Au sein de son œuvre, Jack déploie toutes les facettes de son talent, qui le positionne aux premières places de la littérature américaine contemporaine. Kerouac, c’est l’errance, la déchirure, les querelles, les frasques, la complexité d’un artiste sans cesse tiraillé entre l’ange et le démon qui se disputent son corps et son esprit. Obsédé par les grands mythes américains, Jack est soucieux de ne pas séparer son entreprise littéraire de l’expérience vitale. Son œuvre est ainsi partagée entre l’évocation de sa famille, de ses amis, de son enfance (Docteur Sax, Visions de Gérard), et l’appel au continent américain (Sur la route).

Mais l’espace américain s’avère être insuffisant, et le poète en appelle à d’autres expériences : celle de la bohême (Les Souterrains), de la religion (Les Clochards célestes), de l’errance mystique (Anges de la Désolation). Le sens du réel, l’attention au rythme, la fraternité des démunis cèdent au choix de la ruine et à la déchéance par l’alcool. L’œuvre incarne la révolte, le souvenir, le témoignage du déracinement américain et de l’incertitude de toute parole : « Je me souviens des rêves éveillés dans la désolation et je vois que tout se passe comme prévu. Le même vide partout, Cody et moi roulons les yeux fixés dessus en toute lucidité. » La célébrité marquera le début de son déclin physique et moral. Kerouac sombre dans l’alcool et son aspect physique se dégrade.
^^^^^^^^
Exercice: Dressez la liste complète des titres d'œuvres que le texte sur Kerouac mentionne entre parenthèses, dans leur ordre d'apparition.

Extraits de lignes:
^^^^^^^^
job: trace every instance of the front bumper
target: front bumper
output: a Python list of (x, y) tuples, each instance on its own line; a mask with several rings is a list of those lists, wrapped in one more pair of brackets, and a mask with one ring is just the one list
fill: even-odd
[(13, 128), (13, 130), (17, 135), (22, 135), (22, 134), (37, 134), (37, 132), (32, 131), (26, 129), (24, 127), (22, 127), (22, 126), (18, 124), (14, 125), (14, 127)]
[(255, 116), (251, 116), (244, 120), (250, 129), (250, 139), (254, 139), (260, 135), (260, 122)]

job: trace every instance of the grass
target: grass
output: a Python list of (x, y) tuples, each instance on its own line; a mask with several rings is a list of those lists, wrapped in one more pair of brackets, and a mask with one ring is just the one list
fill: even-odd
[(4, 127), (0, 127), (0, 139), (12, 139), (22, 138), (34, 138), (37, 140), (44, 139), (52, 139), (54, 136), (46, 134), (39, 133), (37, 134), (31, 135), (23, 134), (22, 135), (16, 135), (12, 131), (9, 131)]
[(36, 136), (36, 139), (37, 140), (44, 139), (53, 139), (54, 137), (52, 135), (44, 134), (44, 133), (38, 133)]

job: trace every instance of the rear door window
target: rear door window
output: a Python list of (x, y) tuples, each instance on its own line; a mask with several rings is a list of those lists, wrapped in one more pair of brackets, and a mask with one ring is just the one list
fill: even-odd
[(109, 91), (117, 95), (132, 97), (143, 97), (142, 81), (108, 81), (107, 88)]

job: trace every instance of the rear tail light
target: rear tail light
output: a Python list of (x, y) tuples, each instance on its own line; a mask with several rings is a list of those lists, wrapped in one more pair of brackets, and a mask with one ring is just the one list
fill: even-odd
^^^^^^^^
Réponse: Docteur Sax ; Visions de Gérard ; Sur la route ; Les Souterrains ; Les Clochards célestes ; Anges de la Désolation